*** Opening of Material for this exercise ***
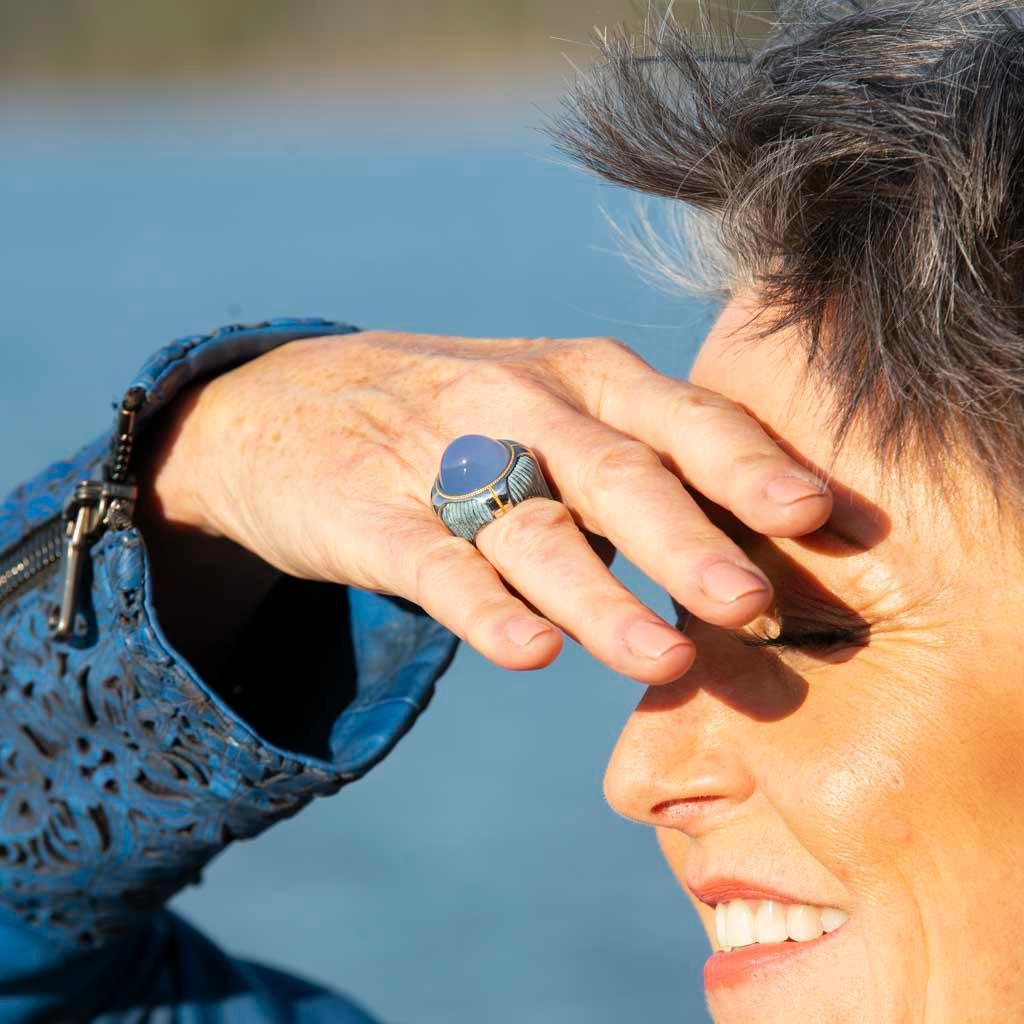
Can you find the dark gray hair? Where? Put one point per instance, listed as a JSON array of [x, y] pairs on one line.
[[861, 170]]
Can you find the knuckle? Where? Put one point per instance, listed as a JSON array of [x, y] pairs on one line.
[[751, 463], [698, 403], [437, 567], [616, 464], [535, 528], [612, 347]]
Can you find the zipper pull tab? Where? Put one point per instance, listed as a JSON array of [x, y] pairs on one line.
[[96, 506], [92, 508], [80, 527]]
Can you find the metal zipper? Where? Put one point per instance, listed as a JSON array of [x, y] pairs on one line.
[[64, 542]]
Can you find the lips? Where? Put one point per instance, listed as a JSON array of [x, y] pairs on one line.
[[760, 927], [721, 890]]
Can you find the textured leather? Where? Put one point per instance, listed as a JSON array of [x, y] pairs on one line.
[[122, 773]]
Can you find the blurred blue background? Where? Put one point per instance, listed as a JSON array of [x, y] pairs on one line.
[[476, 875]]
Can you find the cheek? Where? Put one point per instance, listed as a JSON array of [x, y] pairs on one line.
[[895, 773]]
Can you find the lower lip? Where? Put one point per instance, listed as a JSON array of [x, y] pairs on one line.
[[726, 970]]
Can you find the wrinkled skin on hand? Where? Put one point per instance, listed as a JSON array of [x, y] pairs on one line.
[[316, 460]]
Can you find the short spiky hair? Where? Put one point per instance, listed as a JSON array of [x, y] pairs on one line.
[[864, 171]]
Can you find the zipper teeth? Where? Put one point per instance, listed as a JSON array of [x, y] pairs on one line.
[[32, 559]]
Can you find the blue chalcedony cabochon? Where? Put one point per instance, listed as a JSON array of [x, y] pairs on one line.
[[472, 462]]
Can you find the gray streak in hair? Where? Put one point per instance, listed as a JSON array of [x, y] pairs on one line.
[[861, 170]]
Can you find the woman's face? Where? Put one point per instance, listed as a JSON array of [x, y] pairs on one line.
[[882, 778]]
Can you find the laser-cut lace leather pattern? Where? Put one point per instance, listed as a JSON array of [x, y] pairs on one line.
[[120, 775]]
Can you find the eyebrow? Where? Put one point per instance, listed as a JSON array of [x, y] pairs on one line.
[[845, 539]]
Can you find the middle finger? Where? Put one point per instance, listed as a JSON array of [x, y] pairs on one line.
[[539, 550], [620, 488]]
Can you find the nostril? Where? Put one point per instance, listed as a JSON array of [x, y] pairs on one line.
[[668, 805]]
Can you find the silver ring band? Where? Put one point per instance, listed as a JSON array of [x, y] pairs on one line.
[[466, 514]]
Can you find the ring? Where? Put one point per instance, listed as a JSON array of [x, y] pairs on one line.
[[482, 478]]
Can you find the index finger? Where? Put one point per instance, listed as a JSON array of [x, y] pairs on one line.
[[714, 444]]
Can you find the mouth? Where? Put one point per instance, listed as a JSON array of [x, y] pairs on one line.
[[757, 932]]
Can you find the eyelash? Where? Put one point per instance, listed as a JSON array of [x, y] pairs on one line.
[[820, 639]]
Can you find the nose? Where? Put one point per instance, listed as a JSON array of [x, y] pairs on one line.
[[680, 761]]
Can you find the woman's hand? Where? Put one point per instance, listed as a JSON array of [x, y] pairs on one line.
[[318, 459]]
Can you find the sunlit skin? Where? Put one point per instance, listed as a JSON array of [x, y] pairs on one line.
[[884, 779]]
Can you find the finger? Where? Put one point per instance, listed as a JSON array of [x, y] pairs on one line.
[[459, 588], [714, 444], [539, 549], [620, 488]]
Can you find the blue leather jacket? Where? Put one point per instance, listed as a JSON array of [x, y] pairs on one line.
[[122, 772]]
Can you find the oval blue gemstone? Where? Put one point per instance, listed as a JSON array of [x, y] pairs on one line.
[[472, 462]]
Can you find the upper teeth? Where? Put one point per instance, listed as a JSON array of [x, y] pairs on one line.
[[741, 923]]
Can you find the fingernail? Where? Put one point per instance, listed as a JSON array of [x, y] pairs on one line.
[[523, 629], [652, 639], [788, 489], [727, 583]]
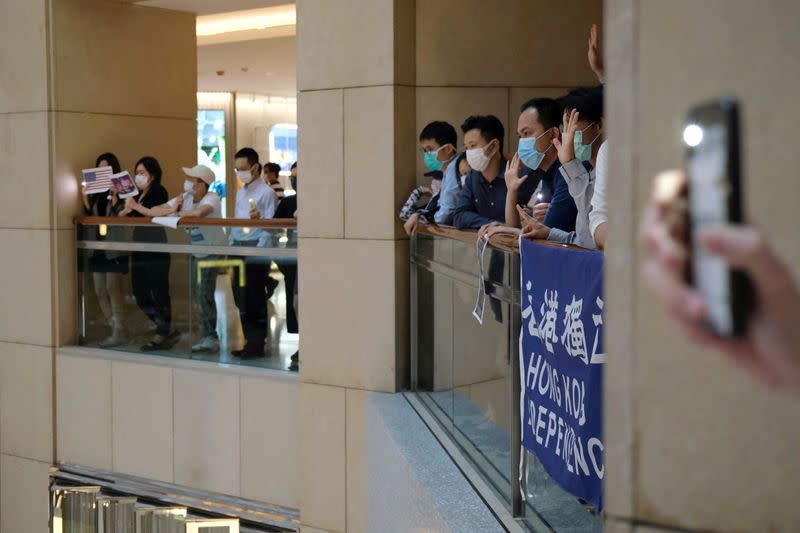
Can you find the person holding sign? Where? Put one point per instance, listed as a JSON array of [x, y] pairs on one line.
[[768, 351], [254, 200], [107, 267], [198, 201]]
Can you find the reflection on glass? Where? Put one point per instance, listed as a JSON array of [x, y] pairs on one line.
[[201, 285]]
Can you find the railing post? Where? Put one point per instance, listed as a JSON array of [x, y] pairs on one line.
[[514, 326]]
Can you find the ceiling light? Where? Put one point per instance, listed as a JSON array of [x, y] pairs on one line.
[[251, 19]]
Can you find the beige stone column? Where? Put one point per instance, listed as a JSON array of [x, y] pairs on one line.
[[691, 443], [78, 78], [356, 164]]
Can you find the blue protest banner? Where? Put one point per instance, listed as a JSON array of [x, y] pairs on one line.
[[561, 366]]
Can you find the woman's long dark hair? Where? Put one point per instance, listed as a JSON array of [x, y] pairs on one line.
[[152, 166]]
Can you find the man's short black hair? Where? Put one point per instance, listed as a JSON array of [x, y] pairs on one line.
[[274, 168], [112, 161], [250, 154], [587, 100], [441, 132], [489, 125], [550, 111]]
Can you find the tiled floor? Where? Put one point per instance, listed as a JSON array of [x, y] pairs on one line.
[[185, 319]]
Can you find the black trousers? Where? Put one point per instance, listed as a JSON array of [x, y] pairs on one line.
[[290, 280], [251, 301], [150, 281]]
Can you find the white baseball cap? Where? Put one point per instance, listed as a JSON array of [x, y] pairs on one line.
[[202, 172]]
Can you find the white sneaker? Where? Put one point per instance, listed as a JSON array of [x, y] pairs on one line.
[[206, 344], [112, 342]]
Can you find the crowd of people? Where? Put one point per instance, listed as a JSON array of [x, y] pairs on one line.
[[555, 188], [552, 188], [260, 196]]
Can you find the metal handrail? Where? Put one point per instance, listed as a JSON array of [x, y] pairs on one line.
[[284, 223]]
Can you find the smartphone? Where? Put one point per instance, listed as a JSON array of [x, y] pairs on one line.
[[714, 191]]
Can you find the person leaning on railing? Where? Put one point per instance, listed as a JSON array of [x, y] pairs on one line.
[[578, 153], [438, 141], [255, 200], [287, 208], [769, 351], [107, 267], [150, 270]]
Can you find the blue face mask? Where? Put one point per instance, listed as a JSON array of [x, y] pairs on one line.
[[431, 160], [583, 151], [528, 153]]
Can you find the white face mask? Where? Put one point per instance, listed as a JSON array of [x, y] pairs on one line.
[[477, 158], [244, 176]]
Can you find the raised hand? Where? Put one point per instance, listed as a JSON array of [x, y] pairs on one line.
[[768, 351], [411, 224], [512, 177], [566, 148], [485, 229], [595, 53], [532, 228]]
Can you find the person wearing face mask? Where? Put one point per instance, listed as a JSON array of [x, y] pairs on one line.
[[413, 213], [538, 128], [482, 200], [463, 168], [578, 154], [198, 201], [254, 200], [107, 266], [438, 141], [272, 177], [150, 270], [288, 209]]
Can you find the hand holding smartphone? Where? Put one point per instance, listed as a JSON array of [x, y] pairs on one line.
[[714, 192]]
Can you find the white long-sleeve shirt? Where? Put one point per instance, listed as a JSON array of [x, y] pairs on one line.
[[265, 202], [581, 187], [599, 213]]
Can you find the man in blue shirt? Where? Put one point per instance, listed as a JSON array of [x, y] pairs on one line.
[[481, 202], [538, 129], [438, 142]]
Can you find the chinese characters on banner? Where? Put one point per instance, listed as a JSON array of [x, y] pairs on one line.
[[561, 365]]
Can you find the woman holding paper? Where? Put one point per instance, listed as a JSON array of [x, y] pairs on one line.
[[150, 270], [198, 201], [107, 267]]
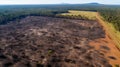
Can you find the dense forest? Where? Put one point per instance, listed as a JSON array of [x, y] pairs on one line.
[[111, 13]]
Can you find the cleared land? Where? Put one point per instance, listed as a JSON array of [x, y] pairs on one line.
[[87, 15], [37, 41], [112, 36], [51, 42]]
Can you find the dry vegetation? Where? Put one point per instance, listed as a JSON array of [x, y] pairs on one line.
*** Close of Material for this exercise ***
--- Work required ---
All lines from the one that contains "Can you find the man in" through the last line of the data should be retyped exactly, with the pictures left out.

--- Result below ---
Can you find the man in blue shirt? Where? Put one point per instance, listed as a JSON array of [x, y] pairs on one line.
[[481, 202], [538, 129], [438, 142]]
Can you find the chinese characters on banner? Where? Put one point per instance, listed as a JSON array of [x, y] pairs on one line.
[[561, 365]]
Can you find the woman holding paper? Where? Put one point per instance, listed as a JSON array of [x, y] pairs on one line.
[[150, 270], [198, 201], [107, 267]]
Can you find the dense forest? Where? Put one point per instance, listed as a JSON array of [x, y] pairs on one line.
[[111, 13]]
Can you find the cleared land? Where? Put one point per instance, listed as a JSON array of [x, y] pairs on one line.
[[87, 15], [37, 41], [112, 36], [51, 42]]
Can you find the dry vegetation? Where? Put one point per instance, listed as a JSON array of [x, y] pairs on one line.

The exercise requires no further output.